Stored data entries
== Segment start ==
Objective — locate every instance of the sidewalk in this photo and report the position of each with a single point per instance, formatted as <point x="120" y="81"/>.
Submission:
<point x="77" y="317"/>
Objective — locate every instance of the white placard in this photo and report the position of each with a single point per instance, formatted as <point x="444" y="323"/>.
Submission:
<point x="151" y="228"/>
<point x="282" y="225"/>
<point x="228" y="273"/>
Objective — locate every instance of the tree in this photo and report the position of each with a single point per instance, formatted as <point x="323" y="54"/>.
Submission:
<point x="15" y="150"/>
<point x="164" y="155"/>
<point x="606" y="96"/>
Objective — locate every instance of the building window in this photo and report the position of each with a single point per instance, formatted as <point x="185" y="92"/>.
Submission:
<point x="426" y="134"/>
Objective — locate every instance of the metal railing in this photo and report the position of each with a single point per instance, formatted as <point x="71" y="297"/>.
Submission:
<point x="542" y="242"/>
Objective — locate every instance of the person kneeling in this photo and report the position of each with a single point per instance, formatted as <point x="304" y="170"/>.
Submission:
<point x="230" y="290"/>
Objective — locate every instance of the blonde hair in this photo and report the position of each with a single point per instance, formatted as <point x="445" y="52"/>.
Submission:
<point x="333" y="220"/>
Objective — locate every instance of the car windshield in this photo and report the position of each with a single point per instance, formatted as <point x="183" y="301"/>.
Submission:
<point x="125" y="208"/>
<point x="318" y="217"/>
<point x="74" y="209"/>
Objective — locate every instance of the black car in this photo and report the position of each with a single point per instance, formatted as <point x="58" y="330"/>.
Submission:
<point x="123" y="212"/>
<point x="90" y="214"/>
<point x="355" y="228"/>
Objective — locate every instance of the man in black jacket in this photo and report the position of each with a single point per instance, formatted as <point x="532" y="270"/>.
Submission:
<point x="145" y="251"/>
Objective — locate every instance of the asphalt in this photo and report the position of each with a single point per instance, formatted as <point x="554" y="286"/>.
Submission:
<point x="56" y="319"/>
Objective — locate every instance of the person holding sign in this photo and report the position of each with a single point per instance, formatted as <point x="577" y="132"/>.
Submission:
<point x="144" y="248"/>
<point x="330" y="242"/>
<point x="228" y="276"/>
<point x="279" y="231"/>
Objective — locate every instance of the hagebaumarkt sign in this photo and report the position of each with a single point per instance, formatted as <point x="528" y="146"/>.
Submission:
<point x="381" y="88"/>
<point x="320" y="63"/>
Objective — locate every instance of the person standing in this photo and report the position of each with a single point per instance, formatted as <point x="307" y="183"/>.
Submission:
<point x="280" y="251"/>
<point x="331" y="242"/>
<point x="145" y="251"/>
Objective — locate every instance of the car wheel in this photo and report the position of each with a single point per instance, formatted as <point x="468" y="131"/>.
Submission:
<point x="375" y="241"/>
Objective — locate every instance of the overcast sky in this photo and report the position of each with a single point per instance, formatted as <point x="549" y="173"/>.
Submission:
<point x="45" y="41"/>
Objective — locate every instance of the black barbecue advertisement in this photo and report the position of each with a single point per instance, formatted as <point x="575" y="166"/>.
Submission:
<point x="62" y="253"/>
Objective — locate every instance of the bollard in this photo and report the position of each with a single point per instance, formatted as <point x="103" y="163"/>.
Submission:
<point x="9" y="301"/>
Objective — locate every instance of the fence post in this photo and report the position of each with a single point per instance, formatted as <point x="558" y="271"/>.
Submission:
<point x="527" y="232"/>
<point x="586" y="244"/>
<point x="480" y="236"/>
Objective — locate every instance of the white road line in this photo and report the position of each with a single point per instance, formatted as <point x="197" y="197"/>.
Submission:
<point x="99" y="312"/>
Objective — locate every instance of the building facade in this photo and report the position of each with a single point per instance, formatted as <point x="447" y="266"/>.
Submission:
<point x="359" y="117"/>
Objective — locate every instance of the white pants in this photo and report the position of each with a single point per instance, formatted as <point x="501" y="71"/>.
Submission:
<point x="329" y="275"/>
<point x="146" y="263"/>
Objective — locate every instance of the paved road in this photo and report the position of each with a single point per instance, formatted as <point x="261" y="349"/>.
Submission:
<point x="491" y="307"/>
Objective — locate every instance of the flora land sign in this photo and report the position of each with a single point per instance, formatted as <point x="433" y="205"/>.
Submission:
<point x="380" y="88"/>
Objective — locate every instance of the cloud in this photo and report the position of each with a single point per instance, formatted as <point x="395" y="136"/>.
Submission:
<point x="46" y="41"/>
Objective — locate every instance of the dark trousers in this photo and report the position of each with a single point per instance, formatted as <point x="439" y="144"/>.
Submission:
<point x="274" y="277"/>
== Segment end ==
● PROBLEM DESCRIPTION
The expected result is every line above containing the string "sign".

● WRITTEN SOLUTION
Objective — locate every instance of the person holding sign in this photo and report the position of each with a single point per instance, formatted as <point x="577" y="132"/>.
Objective — locate every instance of the hagebaumarkt sign in this photo and report the position of each with a single point per instance, formatted as <point x="528" y="146"/>.
Objective — locate every instance of the flora land sign in this photo and report the position of each with a single point per instance, formatted as <point x="433" y="205"/>.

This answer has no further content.